------ EXERCISE MATERIALS ------
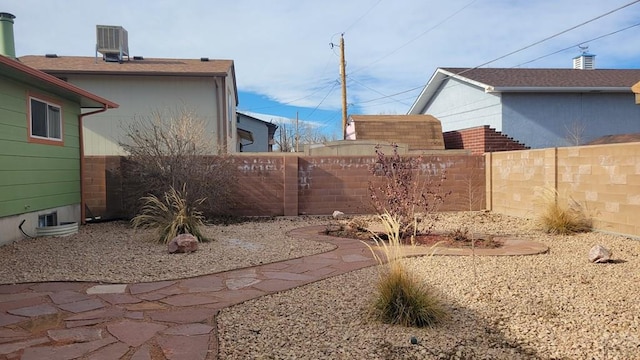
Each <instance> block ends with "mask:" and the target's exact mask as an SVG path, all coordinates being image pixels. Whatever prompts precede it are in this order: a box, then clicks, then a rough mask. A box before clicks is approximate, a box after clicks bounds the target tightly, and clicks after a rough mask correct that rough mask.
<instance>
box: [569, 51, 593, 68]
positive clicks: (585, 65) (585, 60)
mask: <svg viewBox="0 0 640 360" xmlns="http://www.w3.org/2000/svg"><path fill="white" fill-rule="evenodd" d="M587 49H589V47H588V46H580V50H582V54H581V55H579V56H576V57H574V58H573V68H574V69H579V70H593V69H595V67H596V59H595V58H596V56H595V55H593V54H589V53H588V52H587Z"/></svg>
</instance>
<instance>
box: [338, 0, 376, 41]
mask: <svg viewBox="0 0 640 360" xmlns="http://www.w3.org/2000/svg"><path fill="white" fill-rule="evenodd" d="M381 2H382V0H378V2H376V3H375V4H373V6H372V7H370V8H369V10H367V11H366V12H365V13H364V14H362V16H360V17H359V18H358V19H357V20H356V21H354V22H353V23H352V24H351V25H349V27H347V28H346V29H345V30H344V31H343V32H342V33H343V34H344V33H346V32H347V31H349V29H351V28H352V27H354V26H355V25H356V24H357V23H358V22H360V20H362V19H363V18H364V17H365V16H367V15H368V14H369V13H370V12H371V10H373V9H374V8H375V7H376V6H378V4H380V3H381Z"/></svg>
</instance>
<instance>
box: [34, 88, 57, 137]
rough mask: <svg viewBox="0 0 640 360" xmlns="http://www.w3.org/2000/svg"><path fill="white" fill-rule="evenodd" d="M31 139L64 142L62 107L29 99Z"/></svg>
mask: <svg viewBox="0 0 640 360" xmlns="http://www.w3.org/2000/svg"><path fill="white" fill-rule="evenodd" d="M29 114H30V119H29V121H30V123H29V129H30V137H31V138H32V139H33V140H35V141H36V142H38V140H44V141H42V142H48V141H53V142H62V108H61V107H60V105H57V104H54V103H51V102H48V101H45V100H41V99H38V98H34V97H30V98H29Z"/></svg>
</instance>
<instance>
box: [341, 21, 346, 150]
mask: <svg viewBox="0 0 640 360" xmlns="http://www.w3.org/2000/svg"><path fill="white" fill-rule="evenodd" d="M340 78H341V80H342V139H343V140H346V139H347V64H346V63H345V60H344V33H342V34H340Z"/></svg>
------
- [TASK ITEM]: Retype the listing exactly and drop the pictures.

- [TASK ANSWER]:
Each <instance> block ends with "mask:" and the target's exact mask as an SVG path, all coordinates being image pixels. Whatever prompts precede it are in this order: a box, then clicks, then a rough mask. A box before clicks is approximate, a box after clicks bounds the target tightly, and clicks after a rough mask correct that rough mask.
<instance>
box: [569, 51, 593, 68]
positive clicks: (585, 65) (585, 60)
mask: <svg viewBox="0 0 640 360" xmlns="http://www.w3.org/2000/svg"><path fill="white" fill-rule="evenodd" d="M587 49H589V47H588V46H580V50H582V54H581V55H579V56H576V57H574V58H573V68H574V69H579V70H593V69H595V67H596V59H595V58H596V56H595V55H593V54H589V53H588V52H587Z"/></svg>
</instance>
<instance>
box: [338, 0, 376, 41]
mask: <svg viewBox="0 0 640 360" xmlns="http://www.w3.org/2000/svg"><path fill="white" fill-rule="evenodd" d="M381 2H382V0H378V2H376V3H375V4H373V6H372V7H370V8H369V10H367V11H366V12H365V13H364V14H362V16H360V17H359V18H358V19H357V20H356V21H354V22H353V23H352V24H351V25H349V27H347V28H346V29H345V30H344V31H343V32H342V33H343V34H344V33H346V32H347V31H349V29H351V28H352V27H354V26H355V25H356V24H357V23H358V22H360V20H362V19H363V18H364V17H365V16H367V15H368V14H369V13H370V12H371V10H373V9H374V8H375V7H376V6H378V4H380V3H381Z"/></svg>
</instance>
<instance>
box: [34, 88, 57, 137]
rough mask: <svg viewBox="0 0 640 360" xmlns="http://www.w3.org/2000/svg"><path fill="white" fill-rule="evenodd" d="M31 139L64 142L62 107L29 99Z"/></svg>
mask: <svg viewBox="0 0 640 360" xmlns="http://www.w3.org/2000/svg"><path fill="white" fill-rule="evenodd" d="M29 114H30V119H29V121H30V123H29V129H30V137H31V138H32V139H33V140H35V141H36V142H38V140H44V141H42V142H48V141H53V142H62V108H61V107H60V105H57V104H54V103H51V102H48V101H45V100H41V99H38V98H34V97H30V98H29Z"/></svg>
</instance>
<instance>
box: [341, 21, 346, 150]
mask: <svg viewBox="0 0 640 360" xmlns="http://www.w3.org/2000/svg"><path fill="white" fill-rule="evenodd" d="M340 78H341V80H342V139H343V140H346V139H347V64H346V63H345V60H344V33H342V34H340Z"/></svg>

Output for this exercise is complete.